• _Job_: How many of the lines below contain the word "banner"? Reply with the number alone.

• _Task inputs_:
———
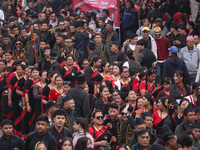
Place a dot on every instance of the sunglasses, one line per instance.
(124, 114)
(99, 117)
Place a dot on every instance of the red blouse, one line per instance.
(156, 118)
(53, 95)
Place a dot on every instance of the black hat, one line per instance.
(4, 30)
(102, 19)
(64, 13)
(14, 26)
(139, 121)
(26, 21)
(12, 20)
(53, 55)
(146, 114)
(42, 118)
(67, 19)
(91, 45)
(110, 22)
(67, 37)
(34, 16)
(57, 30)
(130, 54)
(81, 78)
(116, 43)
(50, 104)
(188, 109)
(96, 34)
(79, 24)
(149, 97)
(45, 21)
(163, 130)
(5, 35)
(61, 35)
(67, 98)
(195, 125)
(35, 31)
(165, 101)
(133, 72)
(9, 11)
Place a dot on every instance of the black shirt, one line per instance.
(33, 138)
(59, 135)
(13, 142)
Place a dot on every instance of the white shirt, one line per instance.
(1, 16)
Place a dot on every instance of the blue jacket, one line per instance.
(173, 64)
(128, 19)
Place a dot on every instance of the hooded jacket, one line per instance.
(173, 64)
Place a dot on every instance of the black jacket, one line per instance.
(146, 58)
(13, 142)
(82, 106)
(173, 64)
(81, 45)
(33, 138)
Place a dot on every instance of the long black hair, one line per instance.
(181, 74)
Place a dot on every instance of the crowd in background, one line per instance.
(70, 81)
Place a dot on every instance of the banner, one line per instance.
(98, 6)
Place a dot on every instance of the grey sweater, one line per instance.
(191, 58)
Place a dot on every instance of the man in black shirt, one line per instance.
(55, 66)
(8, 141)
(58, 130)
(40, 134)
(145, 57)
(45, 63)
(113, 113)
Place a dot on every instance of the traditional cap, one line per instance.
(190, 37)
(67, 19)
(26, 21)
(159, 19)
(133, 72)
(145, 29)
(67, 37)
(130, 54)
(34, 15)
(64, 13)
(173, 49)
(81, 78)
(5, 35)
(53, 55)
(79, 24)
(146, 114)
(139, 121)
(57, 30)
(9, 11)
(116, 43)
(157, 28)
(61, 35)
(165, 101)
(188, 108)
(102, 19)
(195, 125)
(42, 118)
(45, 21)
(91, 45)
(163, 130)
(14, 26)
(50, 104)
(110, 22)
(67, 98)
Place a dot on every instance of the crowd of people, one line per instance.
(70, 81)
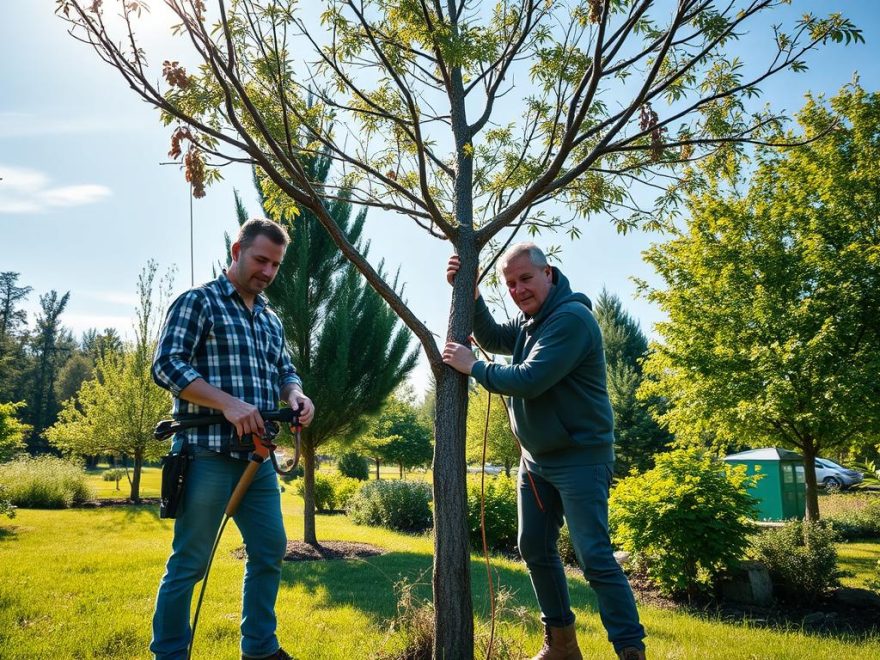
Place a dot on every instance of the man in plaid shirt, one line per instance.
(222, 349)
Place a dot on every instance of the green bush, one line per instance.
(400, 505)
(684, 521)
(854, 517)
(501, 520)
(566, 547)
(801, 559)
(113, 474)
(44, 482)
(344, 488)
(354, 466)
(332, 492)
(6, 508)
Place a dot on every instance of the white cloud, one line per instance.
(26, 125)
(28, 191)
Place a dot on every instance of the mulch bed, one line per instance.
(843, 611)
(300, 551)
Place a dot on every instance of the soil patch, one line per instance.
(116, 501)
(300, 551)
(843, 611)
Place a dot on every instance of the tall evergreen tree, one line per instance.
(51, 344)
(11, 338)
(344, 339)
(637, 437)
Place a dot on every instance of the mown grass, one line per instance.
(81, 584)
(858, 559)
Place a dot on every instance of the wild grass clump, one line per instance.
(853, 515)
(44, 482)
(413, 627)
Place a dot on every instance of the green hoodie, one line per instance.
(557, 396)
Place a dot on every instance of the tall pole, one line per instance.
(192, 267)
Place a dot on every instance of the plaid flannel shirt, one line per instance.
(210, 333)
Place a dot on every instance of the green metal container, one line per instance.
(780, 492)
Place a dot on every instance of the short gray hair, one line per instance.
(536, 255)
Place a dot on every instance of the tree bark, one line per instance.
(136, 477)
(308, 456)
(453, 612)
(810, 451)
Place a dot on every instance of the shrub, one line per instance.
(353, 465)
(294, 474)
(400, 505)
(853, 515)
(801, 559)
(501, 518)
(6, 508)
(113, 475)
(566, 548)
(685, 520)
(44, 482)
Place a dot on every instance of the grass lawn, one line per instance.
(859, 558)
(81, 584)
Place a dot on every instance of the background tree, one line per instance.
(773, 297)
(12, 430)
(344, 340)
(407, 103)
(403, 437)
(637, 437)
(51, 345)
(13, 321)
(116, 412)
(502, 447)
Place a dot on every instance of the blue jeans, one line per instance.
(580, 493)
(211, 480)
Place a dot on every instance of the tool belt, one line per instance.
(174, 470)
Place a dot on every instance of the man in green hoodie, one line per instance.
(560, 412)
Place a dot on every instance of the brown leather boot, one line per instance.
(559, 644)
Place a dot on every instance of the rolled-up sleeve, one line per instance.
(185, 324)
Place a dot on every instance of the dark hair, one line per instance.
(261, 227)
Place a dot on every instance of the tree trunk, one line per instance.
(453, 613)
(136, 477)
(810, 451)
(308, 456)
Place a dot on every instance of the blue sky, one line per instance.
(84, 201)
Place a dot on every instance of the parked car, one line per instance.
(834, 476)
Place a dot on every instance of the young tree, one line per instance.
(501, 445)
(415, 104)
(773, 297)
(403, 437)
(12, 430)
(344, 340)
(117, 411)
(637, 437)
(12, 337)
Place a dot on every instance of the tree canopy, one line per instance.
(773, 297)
———
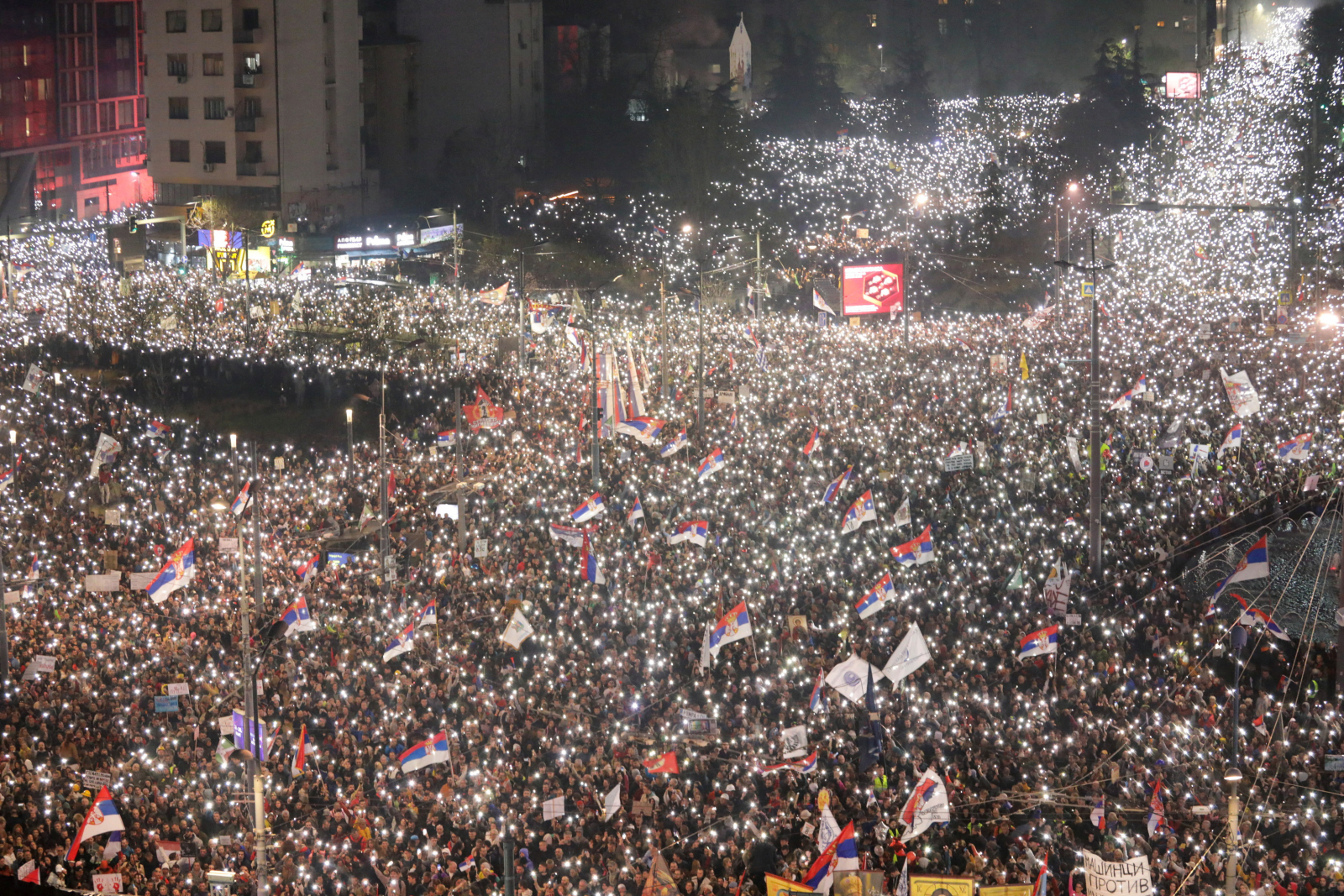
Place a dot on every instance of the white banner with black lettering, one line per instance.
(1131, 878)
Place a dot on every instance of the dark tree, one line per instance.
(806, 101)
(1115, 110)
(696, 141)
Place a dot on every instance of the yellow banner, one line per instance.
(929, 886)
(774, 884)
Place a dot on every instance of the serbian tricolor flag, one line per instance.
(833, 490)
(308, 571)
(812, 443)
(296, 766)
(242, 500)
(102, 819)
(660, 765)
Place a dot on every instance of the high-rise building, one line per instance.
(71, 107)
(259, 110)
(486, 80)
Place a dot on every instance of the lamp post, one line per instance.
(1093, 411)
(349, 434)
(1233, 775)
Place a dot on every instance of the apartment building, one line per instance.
———
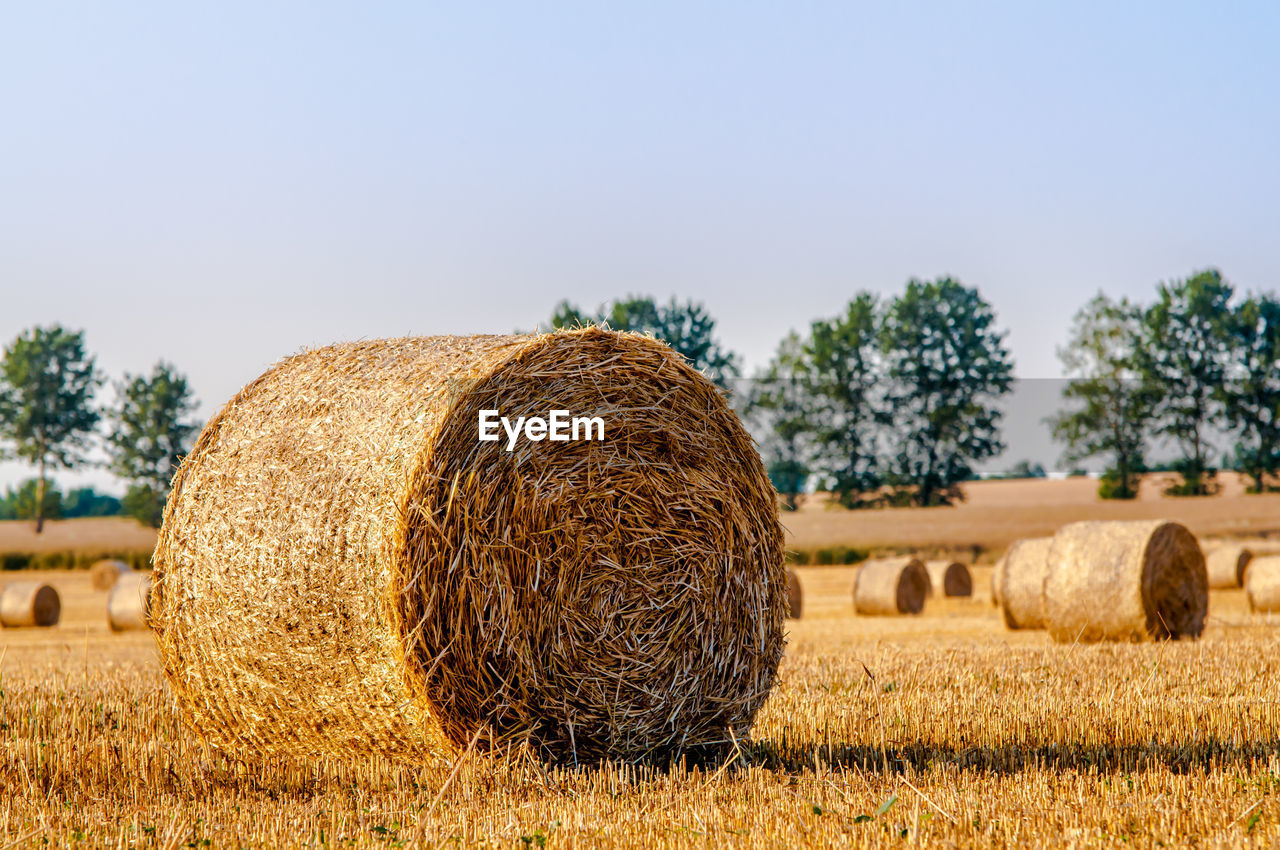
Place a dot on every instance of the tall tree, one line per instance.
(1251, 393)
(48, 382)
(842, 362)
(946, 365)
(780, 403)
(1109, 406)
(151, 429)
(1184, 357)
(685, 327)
———
• _Solved exercise_: 3